Data section:
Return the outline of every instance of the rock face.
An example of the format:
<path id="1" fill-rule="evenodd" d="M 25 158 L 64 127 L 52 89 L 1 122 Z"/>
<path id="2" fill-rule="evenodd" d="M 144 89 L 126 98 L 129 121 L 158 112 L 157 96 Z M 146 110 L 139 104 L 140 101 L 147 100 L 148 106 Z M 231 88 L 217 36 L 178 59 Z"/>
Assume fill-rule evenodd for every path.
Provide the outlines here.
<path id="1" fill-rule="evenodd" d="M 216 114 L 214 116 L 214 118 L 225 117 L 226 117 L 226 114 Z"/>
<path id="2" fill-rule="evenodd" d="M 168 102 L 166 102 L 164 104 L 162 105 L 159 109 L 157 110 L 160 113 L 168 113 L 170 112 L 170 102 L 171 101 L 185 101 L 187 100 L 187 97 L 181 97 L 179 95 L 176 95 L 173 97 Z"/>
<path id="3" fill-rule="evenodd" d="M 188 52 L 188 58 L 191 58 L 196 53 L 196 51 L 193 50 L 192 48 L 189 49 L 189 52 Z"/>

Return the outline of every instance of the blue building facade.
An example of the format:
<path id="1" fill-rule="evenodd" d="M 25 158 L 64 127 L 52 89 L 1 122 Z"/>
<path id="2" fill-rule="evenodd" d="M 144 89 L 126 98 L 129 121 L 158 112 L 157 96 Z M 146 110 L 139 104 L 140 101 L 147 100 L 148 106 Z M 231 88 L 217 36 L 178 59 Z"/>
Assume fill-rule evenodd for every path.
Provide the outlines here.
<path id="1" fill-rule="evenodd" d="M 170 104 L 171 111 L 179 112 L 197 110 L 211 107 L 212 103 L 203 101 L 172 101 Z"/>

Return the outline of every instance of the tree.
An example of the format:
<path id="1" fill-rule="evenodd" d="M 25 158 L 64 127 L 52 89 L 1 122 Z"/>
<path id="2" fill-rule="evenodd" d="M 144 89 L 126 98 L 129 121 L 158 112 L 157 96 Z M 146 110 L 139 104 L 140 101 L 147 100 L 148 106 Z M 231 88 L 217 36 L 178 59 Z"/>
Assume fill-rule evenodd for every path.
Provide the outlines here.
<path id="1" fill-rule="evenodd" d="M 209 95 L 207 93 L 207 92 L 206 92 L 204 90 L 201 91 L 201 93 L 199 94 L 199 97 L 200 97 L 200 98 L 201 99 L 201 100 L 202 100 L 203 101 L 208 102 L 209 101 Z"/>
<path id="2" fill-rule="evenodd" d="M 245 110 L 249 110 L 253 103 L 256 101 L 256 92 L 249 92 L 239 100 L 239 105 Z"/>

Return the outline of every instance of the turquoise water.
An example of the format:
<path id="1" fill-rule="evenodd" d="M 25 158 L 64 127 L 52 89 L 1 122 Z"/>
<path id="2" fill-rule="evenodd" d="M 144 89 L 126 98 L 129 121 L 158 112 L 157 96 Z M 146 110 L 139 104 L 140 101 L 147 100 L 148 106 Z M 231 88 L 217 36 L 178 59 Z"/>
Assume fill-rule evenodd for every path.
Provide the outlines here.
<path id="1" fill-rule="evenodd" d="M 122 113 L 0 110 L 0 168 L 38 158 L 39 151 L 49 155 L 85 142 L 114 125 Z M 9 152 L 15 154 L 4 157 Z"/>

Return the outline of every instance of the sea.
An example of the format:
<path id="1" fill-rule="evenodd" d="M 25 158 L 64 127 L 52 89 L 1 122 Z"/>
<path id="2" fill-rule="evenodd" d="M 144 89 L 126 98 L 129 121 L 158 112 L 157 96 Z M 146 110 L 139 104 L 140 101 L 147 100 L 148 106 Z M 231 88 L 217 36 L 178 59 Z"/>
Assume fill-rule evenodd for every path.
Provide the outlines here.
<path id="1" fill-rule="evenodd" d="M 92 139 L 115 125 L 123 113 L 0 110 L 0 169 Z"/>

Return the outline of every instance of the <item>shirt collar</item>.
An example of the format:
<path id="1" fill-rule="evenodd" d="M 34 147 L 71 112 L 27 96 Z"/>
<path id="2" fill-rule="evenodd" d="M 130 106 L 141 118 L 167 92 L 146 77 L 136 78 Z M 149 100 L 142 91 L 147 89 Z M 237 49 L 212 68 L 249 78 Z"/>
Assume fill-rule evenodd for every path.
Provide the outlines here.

What needs to be done:
Copy out the whole listing, exactly as written.

Answer to this exercise:
Return the outline of every instance of the rock face.
An example of the format:
<path id="1" fill-rule="evenodd" d="M 25 158 L 64 127 L 52 89 L 1 122 Z"/>
<path id="2" fill-rule="evenodd" d="M 144 89 L 126 98 L 129 121 L 158 112 L 157 96 Z M 146 110 L 139 104 L 140 101 L 147 100 L 148 106 Z M 231 88 L 217 36 L 178 59 Z"/>
Assume fill-rule evenodd for every path.
Provide the outlines here.
<path id="1" fill-rule="evenodd" d="M 216 114 L 214 116 L 214 118 L 225 117 L 226 117 L 226 114 Z"/>
<path id="2" fill-rule="evenodd" d="M 168 102 L 166 102 L 164 104 L 162 105 L 159 109 L 157 110 L 160 113 L 168 113 L 170 112 L 170 102 L 171 101 L 185 101 L 187 100 L 187 97 L 181 97 L 179 95 L 176 95 L 173 97 Z"/>
<path id="3" fill-rule="evenodd" d="M 188 52 L 188 58 L 191 58 L 196 53 L 196 51 L 193 50 L 192 48 L 189 49 L 189 52 Z"/>

Return the outline of every instance of the blue building facade.
An example of the format:
<path id="1" fill-rule="evenodd" d="M 25 158 L 64 127 L 52 89 L 1 122 Z"/>
<path id="2" fill-rule="evenodd" d="M 144 89 L 126 98 L 129 121 L 158 112 L 157 96 Z M 146 110 L 139 104 L 140 101 L 147 100 L 148 106 Z M 231 88 L 217 36 L 178 59 Z"/>
Assume fill-rule evenodd for every path.
Provide the outlines here.
<path id="1" fill-rule="evenodd" d="M 170 104 L 171 111 L 179 112 L 197 110 L 211 107 L 212 103 L 203 101 L 172 101 Z"/>

Return the outline of every instance of the tree.
An example of the format:
<path id="1" fill-rule="evenodd" d="M 25 158 L 64 127 L 52 89 L 1 122 Z"/>
<path id="2" fill-rule="evenodd" d="M 144 89 L 126 98 L 129 121 L 158 112 L 157 96 Z M 146 110 L 139 104 L 140 101 L 147 100 L 148 106 Z M 231 88 L 217 36 L 178 59 Z"/>
Assume fill-rule evenodd for every path.
Provide the outlines here.
<path id="1" fill-rule="evenodd" d="M 209 95 L 207 93 L 207 92 L 206 92 L 204 90 L 201 91 L 201 93 L 199 94 L 199 97 L 200 97 L 200 98 L 201 99 L 201 100 L 202 100 L 203 101 L 208 102 L 209 101 Z"/>
<path id="2" fill-rule="evenodd" d="M 245 110 L 249 110 L 253 103 L 256 101 L 256 92 L 249 92 L 239 100 L 239 105 Z"/>

Return the outline of every instance of the turquoise water.
An example of the format:
<path id="1" fill-rule="evenodd" d="M 25 158 L 64 127 L 52 89 L 1 122 Z"/>
<path id="2" fill-rule="evenodd" d="M 144 89 L 126 98 L 129 121 L 158 112 L 157 96 Z M 146 110 L 139 104 L 140 101 L 147 100 L 148 106 Z M 231 88 L 217 36 L 178 59 Z"/>
Assume fill-rule evenodd for every path.
Provide the outlines here.
<path id="1" fill-rule="evenodd" d="M 122 113 L 0 110 L 0 168 L 38 158 L 39 151 L 49 155 L 85 142 L 114 125 Z M 9 152 L 15 154 L 4 157 Z"/>

Return the outline of every instance of the sea.
An example of the format:
<path id="1" fill-rule="evenodd" d="M 25 158 L 64 127 L 52 89 L 1 122 Z"/>
<path id="2" fill-rule="evenodd" d="M 144 89 L 126 98 L 129 121 L 158 112 L 157 96 Z M 146 110 L 139 104 L 140 101 L 147 100 L 148 106 Z M 231 88 L 217 36 L 178 59 Z"/>
Assume fill-rule evenodd for every path.
Provide the outlines here.
<path id="1" fill-rule="evenodd" d="M 92 139 L 115 125 L 123 113 L 0 110 L 0 169 Z"/>

Return the outline of every instance of the <item>shirt collar</item>.
An example of the format:
<path id="1" fill-rule="evenodd" d="M 34 147 L 71 112 L 27 96 Z"/>
<path id="2" fill-rule="evenodd" d="M 130 106 L 141 118 L 167 92 L 146 77 L 136 78 Z M 149 100 L 142 91 L 147 89 Z M 237 49 L 212 68 L 249 78 Z"/>
Assume fill-rule evenodd for every path.
Provide the outlines here.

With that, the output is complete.